▶ SELECTED TEXT:
** BEGIN **

Ahto city is the only spaceport - and surface city - on Manaan.


6. 2006. The Elder Scrolls: Oblivion. Jeremy Soule. 
This one is very personal. I bought my first console - an XBox 360 - in Mustapha's in Singapore. I bought 3 games with it. One of them was Oblivion. When I got home and plugged it in, this was the first game I played. While it may look dated today, it was mindblowing then, especially when you finish the prologue and escape from prison and step out into a wide new world. Oh, and the opening narration was by Patrick Stewart, and it had Sean Bean as your companion. He dies, of course.
 (I played this to Hari once. He was quite bewildered, and tried hard to be polite)



7. 2007. Mass Effect. Vigil. Jack Wall
Another personal favourite. I've been Commander Shepard, oh, for thousands of hours, across three games. Mass Effect is a space opera, and you are pitted against extra-terrestrial eldritch abominations intent on destroying sentient life. But the greatest part of the game is not the combat. It's about the people - both human and alien - that you meet, and how you choose to save the galazy. And this piece - the opening music - so full of longing - absolutely captures a moment in the game where you meet a remnant of a long dead species.

** END **

▶ WHAT THIS EXERCISE ASKS:
[1] In the excerpt on video game music, who gave the opening narration in Oblivion?
[2] Do these statements agree with the excerpt on video game music? Answer yes or no for each, quoting the deciding words.
(a) The writer's first console was an Xbox 360 bought in Singapore.
(b) The writer considers combat the greatest part of Mass Effect.
(c) Oblivion was the first game the writer played on that console.
[3] Output a passage from the excerpt on video game music word for word, beginning at the words "6. 2006. The" and stopping after "dies, of course.".

▶ MATERIAL:
** BEGIN **

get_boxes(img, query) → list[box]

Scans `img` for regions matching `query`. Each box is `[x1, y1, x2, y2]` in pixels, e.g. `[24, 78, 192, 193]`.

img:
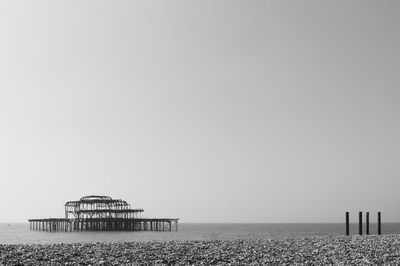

** END **

▶ TASK RESULTS:
[1] Patrick Stewart

[2]
(a) Yes: "I bought my first console - an XBox 360 - in Mustapha's in Singapore."
(b) No: "But the greatest part of the game is not the combat."
(c) Yes: "When I got home and plugged it in, this was the first game I played."

[3]
6. 2006. The Elder Scrolls: Oblivion. Jeremy Soule. 
This one is very personal. I bought my first console - an XBox 360 - in Mustapha's in Singapore. I bought 3 games with it. One of them was Oblivion. When I got home and plugged it in, this was the first game I played. While it may look dated today, it was mindblowing then, especially when you finish the prologue and escape from prison and step out into a wide new world. Oh, and the opening narration was by Patrick Stewart, and it had Sean Bean as your companion. He dies, of course.